### Required task 1
In the listing that follows the article, find every line containing the string "shadow" and copy each of those lines.

September 13, 2018

The Pioneering Females Of Equity Crowdfunding

The VC gender funding gap


For years, the Venture Capital industry has catered to male founders living in major cities such as New York, Boston and San Francisco. Trying to break into the VC club otherwise has often been immensely challenging and downright near impossible for female founders.


According to Fortune’s 2017 study of the gender funding gap in VC, just 2.2% of all 2017 VC dollars went to female founded companies or $1.9B of the $85B in capital invested. If you add in mixed gender teams, just 13% of all funds went to founding teams with a female.


In contrast Republic, one of the leading equity crowdfunding platforms has had 44% of its startup funding go to female founder or mixed-gender teams over the past couple of years.

It’s a telling story that shows the transformational impact that equity crowdfunding can have on balancing the out-of-whack funding gap for women when it comes to starting up.


Equity crowdfunding is democratizing access to innovation capital that makes it less about who you know and more about how great your product or service is. By raising capital from all Americans, female founders are no longer at the mercy of a handful of VCs, which is having a profoundly positive impact.


In order to better understand how equity crowdfunding is improving this funding gap and helping to empower a new generation of female founders, we spoke with the inspirational female leaders involved with the equity crowdfunding platforms that are making this all possible including Republic, Netcapital, and Redcrow.


The equity crowdfunding effect


The female leaders we spoke with at the various platforms identified three key components of equity crowdfunding that contribute to improved access to capital for female founders.


The first major component that has driven more investment in female founders is the fact that the platforms are easily accessible to all founders.


As Caroline Hofmann, COO of Republic explains, “As a platform, we’re accessible — you don’t need to network your way to get a meeting with a VC. If someone has a great business and is interested in Republic, we are easily accessible.”


Reiterating that feedback is Ann Taylor, Managing Director of RedCrow who believes that as it relates to raising capital on an equity crowdfunding portal, “There are no barriers to entry or glass ceilings,” which have traditionally existed in the very closed off VC world.


The equity crowdfunding world has removed the old adage issue that, “It’s not what you know, it’s who you know” when it comes to raising capital and have replaced it with accessible platforms that are here to support the growth of new entrepreneurs rather than turn them away at the door if they don’t have a referral.

### Input data

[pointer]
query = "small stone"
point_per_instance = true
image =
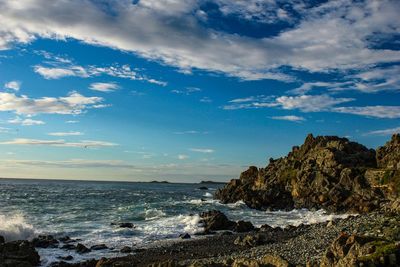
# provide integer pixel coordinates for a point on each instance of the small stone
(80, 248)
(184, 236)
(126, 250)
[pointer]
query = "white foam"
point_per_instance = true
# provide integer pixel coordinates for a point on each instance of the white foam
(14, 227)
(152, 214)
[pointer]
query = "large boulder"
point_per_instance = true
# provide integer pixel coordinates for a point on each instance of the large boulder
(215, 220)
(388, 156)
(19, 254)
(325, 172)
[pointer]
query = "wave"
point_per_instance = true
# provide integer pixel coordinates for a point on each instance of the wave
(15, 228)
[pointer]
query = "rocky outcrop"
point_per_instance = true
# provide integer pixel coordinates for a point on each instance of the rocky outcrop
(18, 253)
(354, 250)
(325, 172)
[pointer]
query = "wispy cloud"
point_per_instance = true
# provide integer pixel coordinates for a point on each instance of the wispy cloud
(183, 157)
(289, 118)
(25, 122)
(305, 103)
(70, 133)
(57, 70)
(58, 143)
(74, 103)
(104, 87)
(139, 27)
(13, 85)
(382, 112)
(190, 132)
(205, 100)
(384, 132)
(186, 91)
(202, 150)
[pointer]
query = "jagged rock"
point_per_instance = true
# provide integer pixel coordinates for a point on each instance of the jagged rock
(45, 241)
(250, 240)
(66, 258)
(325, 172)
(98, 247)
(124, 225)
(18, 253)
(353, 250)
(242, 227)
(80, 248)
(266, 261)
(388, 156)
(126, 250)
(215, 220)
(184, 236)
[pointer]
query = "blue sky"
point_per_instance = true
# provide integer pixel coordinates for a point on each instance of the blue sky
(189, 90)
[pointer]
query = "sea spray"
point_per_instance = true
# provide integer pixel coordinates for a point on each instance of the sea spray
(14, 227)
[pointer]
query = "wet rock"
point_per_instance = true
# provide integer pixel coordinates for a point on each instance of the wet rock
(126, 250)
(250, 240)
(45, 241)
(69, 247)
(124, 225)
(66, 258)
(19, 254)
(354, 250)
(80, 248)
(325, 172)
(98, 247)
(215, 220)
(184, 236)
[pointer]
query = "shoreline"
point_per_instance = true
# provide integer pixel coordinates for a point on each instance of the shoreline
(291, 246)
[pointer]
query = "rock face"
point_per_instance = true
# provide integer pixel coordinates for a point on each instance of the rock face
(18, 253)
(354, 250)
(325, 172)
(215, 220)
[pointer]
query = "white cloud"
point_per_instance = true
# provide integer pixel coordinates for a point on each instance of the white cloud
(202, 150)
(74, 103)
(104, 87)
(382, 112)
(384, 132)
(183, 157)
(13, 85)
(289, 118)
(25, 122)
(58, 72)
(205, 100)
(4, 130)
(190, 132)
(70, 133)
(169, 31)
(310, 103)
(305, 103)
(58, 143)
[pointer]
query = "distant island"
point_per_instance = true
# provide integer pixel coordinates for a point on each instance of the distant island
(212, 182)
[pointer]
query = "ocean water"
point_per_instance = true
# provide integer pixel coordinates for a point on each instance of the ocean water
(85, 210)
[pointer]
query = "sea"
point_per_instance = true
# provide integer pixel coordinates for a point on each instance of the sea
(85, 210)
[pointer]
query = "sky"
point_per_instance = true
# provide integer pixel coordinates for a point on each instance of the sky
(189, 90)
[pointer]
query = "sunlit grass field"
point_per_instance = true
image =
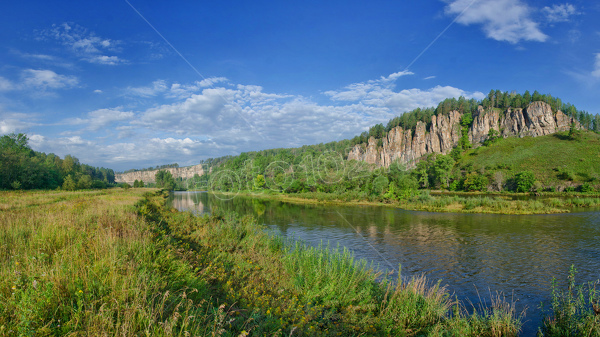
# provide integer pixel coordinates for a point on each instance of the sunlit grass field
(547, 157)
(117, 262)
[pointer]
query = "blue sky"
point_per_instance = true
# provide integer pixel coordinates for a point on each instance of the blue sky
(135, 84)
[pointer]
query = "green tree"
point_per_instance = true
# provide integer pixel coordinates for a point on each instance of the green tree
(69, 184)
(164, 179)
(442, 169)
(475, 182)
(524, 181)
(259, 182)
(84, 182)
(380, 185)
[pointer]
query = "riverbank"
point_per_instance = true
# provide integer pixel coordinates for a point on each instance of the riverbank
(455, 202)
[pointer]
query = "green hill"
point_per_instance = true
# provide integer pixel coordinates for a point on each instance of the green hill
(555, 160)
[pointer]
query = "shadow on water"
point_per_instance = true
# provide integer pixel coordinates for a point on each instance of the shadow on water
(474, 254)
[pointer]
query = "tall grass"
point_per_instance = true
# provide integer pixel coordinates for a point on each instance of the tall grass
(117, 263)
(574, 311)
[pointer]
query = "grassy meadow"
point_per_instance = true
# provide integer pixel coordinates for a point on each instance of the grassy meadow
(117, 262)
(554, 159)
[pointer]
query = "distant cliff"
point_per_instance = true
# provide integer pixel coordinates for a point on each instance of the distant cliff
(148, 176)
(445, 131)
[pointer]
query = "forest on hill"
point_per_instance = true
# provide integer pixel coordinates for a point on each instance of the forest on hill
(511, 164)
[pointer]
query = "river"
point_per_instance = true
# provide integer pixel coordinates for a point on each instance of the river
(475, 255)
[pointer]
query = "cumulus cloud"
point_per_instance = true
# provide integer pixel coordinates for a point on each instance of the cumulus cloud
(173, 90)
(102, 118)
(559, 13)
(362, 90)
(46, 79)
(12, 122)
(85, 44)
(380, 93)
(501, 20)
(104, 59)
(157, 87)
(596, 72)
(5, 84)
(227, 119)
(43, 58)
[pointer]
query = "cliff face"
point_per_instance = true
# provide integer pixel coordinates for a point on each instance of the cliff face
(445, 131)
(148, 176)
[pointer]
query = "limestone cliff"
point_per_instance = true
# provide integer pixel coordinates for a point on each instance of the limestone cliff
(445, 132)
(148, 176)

### Required task 2
According to the article on equity crowdfunding, what share of Republic's startup funding went to female founder or mixed-gender teams?

### Complete output 1
query = "shadow on water"
# provide integer pixel coordinates for a point on each instance of the shadow on water

### Complete output 2
44% over the past couple of years.